Exercise brief
Retype the material word for word.
-------------------------
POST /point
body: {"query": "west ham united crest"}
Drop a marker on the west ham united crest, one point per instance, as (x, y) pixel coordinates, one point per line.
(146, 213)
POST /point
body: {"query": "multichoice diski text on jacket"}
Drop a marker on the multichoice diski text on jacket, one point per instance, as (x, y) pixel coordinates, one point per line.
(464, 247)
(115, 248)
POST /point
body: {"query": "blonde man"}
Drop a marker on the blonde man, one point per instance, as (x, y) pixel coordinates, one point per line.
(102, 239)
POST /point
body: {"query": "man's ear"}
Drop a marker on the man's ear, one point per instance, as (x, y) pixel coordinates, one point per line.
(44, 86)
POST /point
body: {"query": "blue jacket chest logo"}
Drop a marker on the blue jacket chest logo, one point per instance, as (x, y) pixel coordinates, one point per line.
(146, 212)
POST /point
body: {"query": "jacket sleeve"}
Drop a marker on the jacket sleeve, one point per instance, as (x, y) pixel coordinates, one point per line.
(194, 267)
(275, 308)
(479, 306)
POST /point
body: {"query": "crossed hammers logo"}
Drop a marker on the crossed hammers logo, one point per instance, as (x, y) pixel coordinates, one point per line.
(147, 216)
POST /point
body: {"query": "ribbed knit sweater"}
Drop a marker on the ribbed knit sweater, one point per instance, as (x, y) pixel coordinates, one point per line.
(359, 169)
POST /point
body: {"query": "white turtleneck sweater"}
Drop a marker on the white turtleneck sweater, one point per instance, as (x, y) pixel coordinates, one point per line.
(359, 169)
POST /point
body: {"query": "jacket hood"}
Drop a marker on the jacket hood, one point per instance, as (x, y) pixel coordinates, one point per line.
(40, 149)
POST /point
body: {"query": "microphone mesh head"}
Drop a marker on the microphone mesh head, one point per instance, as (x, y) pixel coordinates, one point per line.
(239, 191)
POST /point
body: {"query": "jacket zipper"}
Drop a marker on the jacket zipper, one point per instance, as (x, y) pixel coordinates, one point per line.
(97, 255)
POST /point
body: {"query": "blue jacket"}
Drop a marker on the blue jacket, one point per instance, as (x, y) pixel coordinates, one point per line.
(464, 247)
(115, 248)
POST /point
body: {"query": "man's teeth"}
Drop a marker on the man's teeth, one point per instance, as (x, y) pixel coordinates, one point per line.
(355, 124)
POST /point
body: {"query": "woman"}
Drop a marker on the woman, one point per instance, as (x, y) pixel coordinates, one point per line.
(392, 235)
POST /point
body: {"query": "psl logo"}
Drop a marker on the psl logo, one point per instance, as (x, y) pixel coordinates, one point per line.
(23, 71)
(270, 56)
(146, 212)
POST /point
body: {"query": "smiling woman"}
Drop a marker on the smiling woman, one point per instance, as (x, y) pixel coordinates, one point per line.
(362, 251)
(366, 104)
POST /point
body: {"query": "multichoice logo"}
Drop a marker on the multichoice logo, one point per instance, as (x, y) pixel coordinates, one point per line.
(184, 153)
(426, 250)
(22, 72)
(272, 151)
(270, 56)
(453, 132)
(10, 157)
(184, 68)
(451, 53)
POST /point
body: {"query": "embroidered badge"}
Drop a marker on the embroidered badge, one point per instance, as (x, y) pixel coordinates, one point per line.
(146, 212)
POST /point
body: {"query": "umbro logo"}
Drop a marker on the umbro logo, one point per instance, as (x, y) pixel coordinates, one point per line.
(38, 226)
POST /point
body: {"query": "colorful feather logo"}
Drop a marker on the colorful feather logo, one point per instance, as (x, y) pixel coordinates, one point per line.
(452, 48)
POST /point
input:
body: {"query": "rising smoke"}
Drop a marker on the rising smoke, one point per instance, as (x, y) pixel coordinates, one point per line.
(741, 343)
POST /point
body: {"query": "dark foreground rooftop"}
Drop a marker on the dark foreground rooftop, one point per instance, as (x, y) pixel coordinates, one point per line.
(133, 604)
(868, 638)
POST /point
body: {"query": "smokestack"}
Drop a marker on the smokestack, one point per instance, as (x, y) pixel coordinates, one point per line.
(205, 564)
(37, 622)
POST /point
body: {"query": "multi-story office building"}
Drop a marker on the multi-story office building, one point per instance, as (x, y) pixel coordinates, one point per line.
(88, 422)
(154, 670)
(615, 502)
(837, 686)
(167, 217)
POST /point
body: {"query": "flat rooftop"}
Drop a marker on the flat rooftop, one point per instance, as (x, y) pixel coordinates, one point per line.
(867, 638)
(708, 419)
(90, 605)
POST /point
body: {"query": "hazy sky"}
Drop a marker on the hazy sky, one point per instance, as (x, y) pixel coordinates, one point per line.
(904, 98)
-------------------------
Reply
POST /point
body: {"query": "west ham united crest"}
Drop a marker on the west ham united crest, one point per instance, as (x, y) pixel coordinates, one point per line.
(146, 213)
POST /point
body: {"query": "multichoice diski text on jacket"}
Drop a marker on the multichoice diski text on jacket, one point per instance, as (x, y) pixel coordinates, one point per line.
(464, 247)
(115, 248)
POST /point
body: {"query": "blonde man"}
Drop a marker on the blonde man, one point per instance, as (x, y) pixel coordinates, one point per line.
(102, 239)
POST /point
body: {"query": "man's ear"}
Drop a marker on the man's ear, one point per instance, as (x, y) pixel coordinates, one point per line.
(44, 86)
POST /point
body: {"query": "blue jacket chest logo"}
Drop a marker on the blue jacket chest logo, one point per instance, as (x, y) pixel coordinates, one point per line.
(146, 212)
POST /point
body: {"query": "jacket sleeve"}
Drop a marker on the jacket sleeve, one point per instance, as (x, y) pixel coordinates, one point per line.
(194, 267)
(275, 308)
(479, 306)
POST /point
body: {"query": "crossed hammers logo"}
Drop a marker on the crossed hammers logo, one point per instance, as (x, y) pixel coordinates, one point per line.
(147, 216)
POST /point
body: {"query": "ribbed knit sweater"}
Drop a marker on the ribbed knit sweater, one point per instance, as (x, y) pixel coordinates, one point per line.
(359, 169)
POST /point
body: {"query": "white turtleneck sweater"}
Drop a marker on the white turtleneck sweater, one point per instance, as (x, y) pixel coordinates, one point per line.
(359, 169)
POST /point
body: {"query": "jacket hood"}
Drop a marker on the jacket hood, one point per instance, as (x, y) pixel coordinates, one point per line.
(40, 149)
POST /point
body: {"query": "microphone mesh head"}
Drop a marker on the microphone mesh head, one point per instance, as (x, y) pixel coordinates, one point per line.
(239, 191)
POST /point
body: {"query": "jacket zipper"}
Drop a marker on the jacket zipper, one point per instance, as (x, y) pixel coordinates, one point per line.
(97, 255)
POST /point
body: {"query": "blue jacket"}
Drop a marker on the blue jacket, one point per instance, as (x, y) pixel coordinates, one point per line.
(464, 247)
(115, 248)
POST /point
body: {"query": "man's teeth"}
Drop a marker on the man's teeth, one point per instance, as (x, y) pixel coordinates, one point per line.
(355, 124)
POST /point
body: {"query": "woman"}
Drop a marker on the woman, one point per instance, as (x, y) pixel coordinates, one point per line.
(392, 235)
POST /point
body: {"query": "psl logo"}
Drop a marker on the psl logo, one point per instance, as (x, y) pixel coordinates, one point per line.
(23, 71)
(270, 56)
(146, 212)
POST /point
body: {"query": "smiling woman"}
Drop a marker on the smiling woman, one point per instance, as (x, y) pixel coordinates, one point per line.
(362, 251)
(366, 104)
POST /point
body: {"query": "multichoice logo"}
Drop a marker on the multichoice logo, one point per instance, as (x, y) pixel coordinates, one point per line.
(184, 153)
(426, 250)
(22, 72)
(272, 151)
(270, 56)
(453, 132)
(10, 157)
(184, 68)
(451, 53)
POST /point
body: {"query": "embroidered badge"}
Drop a marker on the embroidered badge, one point per instance, as (x, y) pixel coordinates, one point per line.
(146, 212)
POST /point
body: {"query": "umbro logo"}
Drop a marker on the umbro logo, one point per instance, as (x, y) pixel coordinates, one point per line.
(38, 226)
POST /point
body: {"query": "colorful feather logo"}
Drop a marker on the colorful feather logo, one point per instance, as (x, y) pixel coordinates, one point per line.
(452, 48)
POST /point
input:
body: {"query": "rising smoke"}
Drop a marker on the rising smoke, one point per instance, as (x, y) pixel coordinates, one point per line.
(741, 343)
POST /point
body: {"query": "dark foreground rooftop"}
Drop a marker on the dark foreground rooftop, one point per instance, as (x, y) pixel coordinates, one point per line.
(133, 604)
(868, 638)
POST /point
body: {"query": "smokestack"}
Drop a marker on the smokestack, one point per instance, as (x, y) pixel coordinates, one point per line.
(205, 564)
(37, 622)
POST /point
body: {"query": "multi-story office building"}
Drop a marker on the multi-story office building, one point per instance, as (x, y) pixel coordinates, one point per line.
(88, 422)
(154, 670)
(615, 502)
(837, 686)
(167, 217)
POST /point
body: {"query": "flat rooftop"}
Drop a marker on the flat rooftop, one point per instance, as (x, y) pixel coordinates, one point per line.
(867, 638)
(708, 419)
(90, 605)
POST /point
body: {"query": "hazy sky"}
Drop a marker on the hazy sky, one point per instance, as (x, y) pixel coordinates, one point per line.
(904, 98)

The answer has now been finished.